═══ EXERCISE TEXT

Elevations of glutamine and alanine may be seen in other disorders with hyperammonemia. Other urea cycle disorders, including NAGS, CPS1, CIT1, citrin deficiency manifesting as CIT2, and ASA, also have elevations of glutamine and alanine.

Citrulline will be low in NAGS and CPS1 deficiency. Arginine is low or normal in all urea cycle disorders, except ARG deficiency.

Citrulline may be elevated over 1000 µM in CIT1 and CIT2, as well as moderately elevated in ASA deficiency. Argininosuccinic acid is only detected in ASA deficiency and may often coelute with leucine or isoleucine, requiring special sample preparation for accurate determination of ASA anhydrides.

Milder or later-onset forms may only show abnormalities of ammonia or plasma amino acids during acute exacerbations.

What Lab Results Are Absolutely Confirmatory?

Although clinical history along with elevations of orotic acid and glutamine and very low or absent citrulline levels are often sufficient for diagnosis, confirmation of OTC should be performed through DNA sequencing of OTC or enzyme analysis.

Sequencing of OTC will only detect approximately 80% of mutations, whereas large gene deletions or duplications may detect another 10% of mutations. About 10% of all cases cannot currently be confirmed through DNA sequencing.

Clinical testing of enzyme activity can be done from a fresh frozen liver biopsy specimen when confirmation is not possible through DNA sequence analysis.

What Tests Should I Request to Confirm My Clinical Dx? In addition, what follow-up tests might be useful?

Immediate and long-term testing and treatment is necessary to prevent morbidity and mortality in urea cycle disorders.

Confirmation of OTC is done through quantitative plasma amino acid analysis and urine organic acid analysis.

══════

■ EXERCISE REQUIREMENTS
(1) According to the text on urea cycle disorders, in which deficiency is argininosuccinic acid detected?
(2) Write out the passage of the urea cycle text starting with "What Tests Should" and going on through "organic acid analysis.".
(3) Why does the urea cycle text say that special sample preparation is required when measuring argininosuccinic acid?

═══ SUPPLIED RECORDS

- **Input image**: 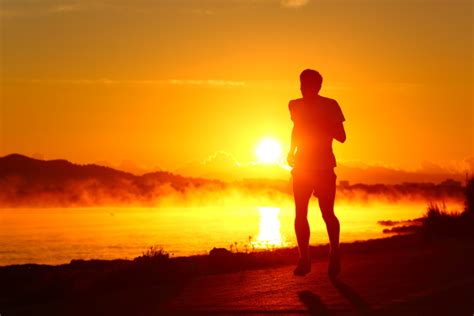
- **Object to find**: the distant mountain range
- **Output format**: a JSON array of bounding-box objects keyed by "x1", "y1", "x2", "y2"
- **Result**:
[
  {"x1": 0, "y1": 154, "x2": 463, "y2": 207},
  {"x1": 0, "y1": 154, "x2": 225, "y2": 207}
]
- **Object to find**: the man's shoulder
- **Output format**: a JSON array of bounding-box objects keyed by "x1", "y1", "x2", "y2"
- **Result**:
[
  {"x1": 288, "y1": 98, "x2": 303, "y2": 111},
  {"x1": 319, "y1": 95, "x2": 339, "y2": 106}
]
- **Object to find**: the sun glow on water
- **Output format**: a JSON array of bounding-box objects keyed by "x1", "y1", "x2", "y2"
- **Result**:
[
  {"x1": 255, "y1": 138, "x2": 282, "y2": 164},
  {"x1": 252, "y1": 206, "x2": 287, "y2": 248}
]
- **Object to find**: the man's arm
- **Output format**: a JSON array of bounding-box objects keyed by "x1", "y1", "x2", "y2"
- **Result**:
[
  {"x1": 287, "y1": 125, "x2": 296, "y2": 167},
  {"x1": 334, "y1": 122, "x2": 346, "y2": 143}
]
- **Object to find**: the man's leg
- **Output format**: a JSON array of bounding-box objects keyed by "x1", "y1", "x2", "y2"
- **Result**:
[
  {"x1": 319, "y1": 173, "x2": 341, "y2": 277},
  {"x1": 293, "y1": 173, "x2": 313, "y2": 275}
]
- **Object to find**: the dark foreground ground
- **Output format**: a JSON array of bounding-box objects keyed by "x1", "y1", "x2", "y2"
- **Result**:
[{"x1": 0, "y1": 235, "x2": 474, "y2": 316}]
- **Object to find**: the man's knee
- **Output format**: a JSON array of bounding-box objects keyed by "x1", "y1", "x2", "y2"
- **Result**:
[
  {"x1": 295, "y1": 213, "x2": 308, "y2": 225},
  {"x1": 322, "y1": 210, "x2": 338, "y2": 223}
]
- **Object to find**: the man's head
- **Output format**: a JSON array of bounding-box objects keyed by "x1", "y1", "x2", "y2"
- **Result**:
[{"x1": 300, "y1": 69, "x2": 323, "y2": 98}]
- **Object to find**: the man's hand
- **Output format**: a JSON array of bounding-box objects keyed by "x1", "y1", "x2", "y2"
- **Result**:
[{"x1": 286, "y1": 150, "x2": 295, "y2": 167}]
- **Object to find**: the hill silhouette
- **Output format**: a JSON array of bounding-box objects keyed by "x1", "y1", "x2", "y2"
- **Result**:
[
  {"x1": 0, "y1": 154, "x2": 464, "y2": 207},
  {"x1": 0, "y1": 154, "x2": 221, "y2": 206}
]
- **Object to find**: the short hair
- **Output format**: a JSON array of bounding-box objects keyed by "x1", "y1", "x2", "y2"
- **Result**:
[{"x1": 300, "y1": 69, "x2": 323, "y2": 87}]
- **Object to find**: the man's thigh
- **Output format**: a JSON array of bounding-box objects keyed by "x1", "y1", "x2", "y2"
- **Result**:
[
  {"x1": 314, "y1": 170, "x2": 337, "y2": 216},
  {"x1": 292, "y1": 174, "x2": 314, "y2": 216}
]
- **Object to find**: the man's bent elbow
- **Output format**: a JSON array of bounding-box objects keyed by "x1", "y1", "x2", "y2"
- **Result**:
[{"x1": 334, "y1": 133, "x2": 346, "y2": 143}]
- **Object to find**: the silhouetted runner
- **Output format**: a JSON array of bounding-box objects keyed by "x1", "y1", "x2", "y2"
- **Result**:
[{"x1": 288, "y1": 69, "x2": 346, "y2": 277}]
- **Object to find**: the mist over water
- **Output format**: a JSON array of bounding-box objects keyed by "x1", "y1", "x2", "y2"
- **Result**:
[{"x1": 0, "y1": 197, "x2": 462, "y2": 265}]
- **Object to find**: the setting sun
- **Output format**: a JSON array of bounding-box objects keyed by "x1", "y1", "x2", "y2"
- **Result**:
[{"x1": 255, "y1": 138, "x2": 282, "y2": 164}]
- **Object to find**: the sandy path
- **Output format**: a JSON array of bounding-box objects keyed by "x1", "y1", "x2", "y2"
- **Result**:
[{"x1": 168, "y1": 242, "x2": 474, "y2": 314}]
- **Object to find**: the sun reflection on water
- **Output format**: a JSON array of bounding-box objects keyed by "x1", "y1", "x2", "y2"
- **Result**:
[{"x1": 251, "y1": 206, "x2": 289, "y2": 248}]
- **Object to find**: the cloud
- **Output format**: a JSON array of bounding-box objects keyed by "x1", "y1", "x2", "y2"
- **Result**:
[
  {"x1": 4, "y1": 78, "x2": 246, "y2": 87},
  {"x1": 280, "y1": 0, "x2": 310, "y2": 8},
  {"x1": 168, "y1": 79, "x2": 245, "y2": 87}
]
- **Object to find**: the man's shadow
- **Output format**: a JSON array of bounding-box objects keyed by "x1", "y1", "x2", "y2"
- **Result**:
[
  {"x1": 298, "y1": 278, "x2": 373, "y2": 315},
  {"x1": 298, "y1": 290, "x2": 330, "y2": 315}
]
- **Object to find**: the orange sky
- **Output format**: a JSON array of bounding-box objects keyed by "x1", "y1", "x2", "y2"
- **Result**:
[{"x1": 0, "y1": 0, "x2": 474, "y2": 178}]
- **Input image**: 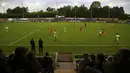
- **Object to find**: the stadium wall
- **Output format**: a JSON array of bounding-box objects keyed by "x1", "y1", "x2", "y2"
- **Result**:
[{"x1": 0, "y1": 18, "x2": 119, "y2": 22}]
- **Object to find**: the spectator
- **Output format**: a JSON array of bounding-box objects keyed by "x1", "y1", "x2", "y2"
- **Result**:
[
  {"x1": 78, "y1": 54, "x2": 90, "y2": 73},
  {"x1": 11, "y1": 47, "x2": 33, "y2": 73},
  {"x1": 89, "y1": 54, "x2": 96, "y2": 67},
  {"x1": 39, "y1": 38, "x2": 43, "y2": 53},
  {"x1": 84, "y1": 67, "x2": 102, "y2": 73},
  {"x1": 42, "y1": 52, "x2": 54, "y2": 73},
  {"x1": 115, "y1": 49, "x2": 130, "y2": 73},
  {"x1": 0, "y1": 49, "x2": 11, "y2": 73},
  {"x1": 95, "y1": 53, "x2": 105, "y2": 73},
  {"x1": 30, "y1": 38, "x2": 36, "y2": 53},
  {"x1": 103, "y1": 55, "x2": 115, "y2": 73},
  {"x1": 7, "y1": 53, "x2": 14, "y2": 67},
  {"x1": 27, "y1": 52, "x2": 42, "y2": 73}
]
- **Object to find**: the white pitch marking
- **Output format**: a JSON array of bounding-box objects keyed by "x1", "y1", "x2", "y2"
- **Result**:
[
  {"x1": 0, "y1": 44, "x2": 130, "y2": 47},
  {"x1": 9, "y1": 29, "x2": 40, "y2": 46}
]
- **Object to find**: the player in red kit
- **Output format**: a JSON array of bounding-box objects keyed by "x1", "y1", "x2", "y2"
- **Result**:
[
  {"x1": 80, "y1": 26, "x2": 82, "y2": 33},
  {"x1": 85, "y1": 23, "x2": 87, "y2": 28},
  {"x1": 102, "y1": 29, "x2": 106, "y2": 36},
  {"x1": 50, "y1": 28, "x2": 53, "y2": 35}
]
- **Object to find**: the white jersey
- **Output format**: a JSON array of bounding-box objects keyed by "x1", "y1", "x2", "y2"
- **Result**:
[
  {"x1": 116, "y1": 35, "x2": 120, "y2": 40},
  {"x1": 54, "y1": 31, "x2": 56, "y2": 37},
  {"x1": 64, "y1": 28, "x2": 66, "y2": 32},
  {"x1": 5, "y1": 26, "x2": 9, "y2": 30}
]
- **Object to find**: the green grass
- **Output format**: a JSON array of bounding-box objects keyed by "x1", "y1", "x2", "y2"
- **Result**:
[{"x1": 0, "y1": 22, "x2": 130, "y2": 53}]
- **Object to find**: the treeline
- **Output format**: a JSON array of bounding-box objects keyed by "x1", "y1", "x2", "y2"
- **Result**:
[{"x1": 0, "y1": 1, "x2": 128, "y2": 19}]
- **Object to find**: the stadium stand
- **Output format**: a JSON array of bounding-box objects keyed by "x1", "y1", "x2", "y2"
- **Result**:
[{"x1": 0, "y1": 47, "x2": 130, "y2": 73}]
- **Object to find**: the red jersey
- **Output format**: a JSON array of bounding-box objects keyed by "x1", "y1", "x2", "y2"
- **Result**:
[
  {"x1": 50, "y1": 28, "x2": 52, "y2": 33},
  {"x1": 85, "y1": 23, "x2": 87, "y2": 27},
  {"x1": 80, "y1": 27, "x2": 82, "y2": 31}
]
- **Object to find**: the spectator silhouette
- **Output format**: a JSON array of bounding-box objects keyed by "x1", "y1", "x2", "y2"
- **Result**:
[
  {"x1": 115, "y1": 49, "x2": 130, "y2": 73},
  {"x1": 95, "y1": 53, "x2": 105, "y2": 73},
  {"x1": 11, "y1": 47, "x2": 33, "y2": 73},
  {"x1": 30, "y1": 38, "x2": 36, "y2": 53},
  {"x1": 7, "y1": 53, "x2": 15, "y2": 68},
  {"x1": 89, "y1": 54, "x2": 96, "y2": 67},
  {"x1": 27, "y1": 52, "x2": 42, "y2": 73},
  {"x1": 0, "y1": 49, "x2": 11, "y2": 73},
  {"x1": 103, "y1": 55, "x2": 115, "y2": 73},
  {"x1": 38, "y1": 38, "x2": 43, "y2": 53},
  {"x1": 78, "y1": 54, "x2": 90, "y2": 73},
  {"x1": 42, "y1": 52, "x2": 54, "y2": 73}
]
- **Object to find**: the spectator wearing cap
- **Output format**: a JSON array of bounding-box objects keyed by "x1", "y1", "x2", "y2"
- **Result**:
[
  {"x1": 78, "y1": 54, "x2": 90, "y2": 73},
  {"x1": 42, "y1": 52, "x2": 54, "y2": 73}
]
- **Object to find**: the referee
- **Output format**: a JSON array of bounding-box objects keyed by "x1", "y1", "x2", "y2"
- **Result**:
[{"x1": 38, "y1": 38, "x2": 43, "y2": 53}]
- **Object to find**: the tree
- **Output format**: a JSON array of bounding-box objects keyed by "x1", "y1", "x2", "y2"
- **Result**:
[
  {"x1": 90, "y1": 1, "x2": 101, "y2": 8},
  {"x1": 6, "y1": 8, "x2": 12, "y2": 14},
  {"x1": 89, "y1": 1, "x2": 101, "y2": 17},
  {"x1": 46, "y1": 7, "x2": 55, "y2": 12}
]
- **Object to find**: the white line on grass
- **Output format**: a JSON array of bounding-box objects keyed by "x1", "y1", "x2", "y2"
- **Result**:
[
  {"x1": 9, "y1": 29, "x2": 40, "y2": 46},
  {"x1": 0, "y1": 44, "x2": 130, "y2": 47}
]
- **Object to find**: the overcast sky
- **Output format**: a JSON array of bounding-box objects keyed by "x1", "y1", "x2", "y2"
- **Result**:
[{"x1": 0, "y1": 0, "x2": 130, "y2": 14}]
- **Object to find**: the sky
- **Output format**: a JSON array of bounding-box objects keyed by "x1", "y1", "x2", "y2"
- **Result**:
[{"x1": 0, "y1": 0, "x2": 130, "y2": 14}]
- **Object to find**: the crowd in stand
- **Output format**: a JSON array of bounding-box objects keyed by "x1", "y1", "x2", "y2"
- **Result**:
[
  {"x1": 77, "y1": 49, "x2": 130, "y2": 73},
  {"x1": 0, "y1": 47, "x2": 54, "y2": 73}
]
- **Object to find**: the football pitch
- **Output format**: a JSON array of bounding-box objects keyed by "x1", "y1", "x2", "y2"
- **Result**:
[{"x1": 0, "y1": 22, "x2": 130, "y2": 53}]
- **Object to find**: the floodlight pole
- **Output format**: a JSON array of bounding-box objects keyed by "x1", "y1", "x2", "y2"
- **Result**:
[
  {"x1": 75, "y1": 6, "x2": 76, "y2": 23},
  {"x1": 21, "y1": 2, "x2": 25, "y2": 18},
  {"x1": 2, "y1": 4, "x2": 6, "y2": 21},
  {"x1": 37, "y1": 6, "x2": 39, "y2": 18},
  {"x1": 108, "y1": 8, "x2": 110, "y2": 18},
  {"x1": 91, "y1": 7, "x2": 93, "y2": 18}
]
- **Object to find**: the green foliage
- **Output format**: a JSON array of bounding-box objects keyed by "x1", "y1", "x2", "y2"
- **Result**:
[
  {"x1": 0, "y1": 1, "x2": 128, "y2": 19},
  {"x1": 0, "y1": 22, "x2": 130, "y2": 53}
]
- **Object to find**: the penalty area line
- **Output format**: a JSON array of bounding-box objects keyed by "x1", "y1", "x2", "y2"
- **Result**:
[
  {"x1": 0, "y1": 44, "x2": 130, "y2": 47},
  {"x1": 8, "y1": 29, "x2": 40, "y2": 46}
]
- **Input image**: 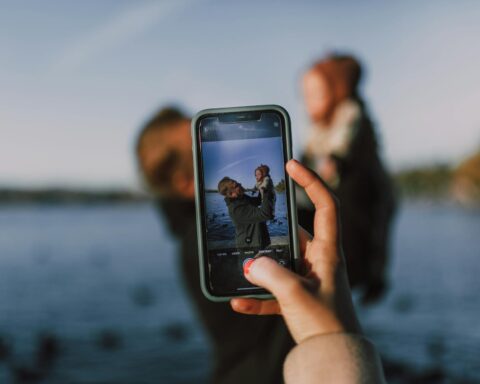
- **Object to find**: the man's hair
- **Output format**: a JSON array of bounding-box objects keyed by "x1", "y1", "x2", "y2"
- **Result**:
[
  {"x1": 255, "y1": 164, "x2": 270, "y2": 177},
  {"x1": 218, "y1": 176, "x2": 234, "y2": 196},
  {"x1": 135, "y1": 106, "x2": 190, "y2": 193}
]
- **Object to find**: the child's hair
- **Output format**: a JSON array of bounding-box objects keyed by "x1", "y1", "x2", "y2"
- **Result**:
[
  {"x1": 135, "y1": 107, "x2": 190, "y2": 194},
  {"x1": 218, "y1": 176, "x2": 234, "y2": 196},
  {"x1": 255, "y1": 164, "x2": 270, "y2": 177}
]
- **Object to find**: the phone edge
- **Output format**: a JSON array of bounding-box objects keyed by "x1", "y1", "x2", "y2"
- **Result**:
[{"x1": 191, "y1": 104, "x2": 301, "y2": 302}]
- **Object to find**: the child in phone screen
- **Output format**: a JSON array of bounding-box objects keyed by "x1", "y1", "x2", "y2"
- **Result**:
[{"x1": 252, "y1": 164, "x2": 276, "y2": 212}]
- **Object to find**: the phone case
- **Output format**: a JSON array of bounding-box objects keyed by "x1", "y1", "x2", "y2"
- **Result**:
[{"x1": 191, "y1": 105, "x2": 301, "y2": 302}]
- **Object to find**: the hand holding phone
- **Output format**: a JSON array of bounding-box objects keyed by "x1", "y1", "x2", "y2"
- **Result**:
[{"x1": 231, "y1": 160, "x2": 360, "y2": 343}]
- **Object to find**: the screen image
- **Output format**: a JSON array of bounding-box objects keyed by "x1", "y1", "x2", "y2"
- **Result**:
[{"x1": 196, "y1": 112, "x2": 291, "y2": 295}]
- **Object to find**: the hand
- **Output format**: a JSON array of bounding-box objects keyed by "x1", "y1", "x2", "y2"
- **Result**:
[
  {"x1": 318, "y1": 157, "x2": 338, "y2": 184},
  {"x1": 231, "y1": 160, "x2": 361, "y2": 343}
]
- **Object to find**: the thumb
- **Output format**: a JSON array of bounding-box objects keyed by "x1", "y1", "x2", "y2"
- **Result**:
[{"x1": 245, "y1": 256, "x2": 309, "y2": 306}]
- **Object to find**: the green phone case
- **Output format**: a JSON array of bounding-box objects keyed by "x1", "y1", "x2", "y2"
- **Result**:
[{"x1": 192, "y1": 105, "x2": 301, "y2": 302}]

══════

■ RESULTS OF THE TASKS
(1) Argininosuccinic acid is detected only in ASA deficiency.

(2)
What Tests Should I Request to Confirm My Clinical Dx? In addition, what follow-up tests might be useful?

Immediate and long-term testing and treatment is necessary to prevent morbidity and mortality in urea cycle disorders.

Confirmation of OTC is done through quantitative plasma amino acid analysis and urine organic acid analysis.

(3) Argininosuccinic acid may often coelute with leucine or isoleucine. Special sample preparation is therefore needed for accurate determination of ASA anhydrides.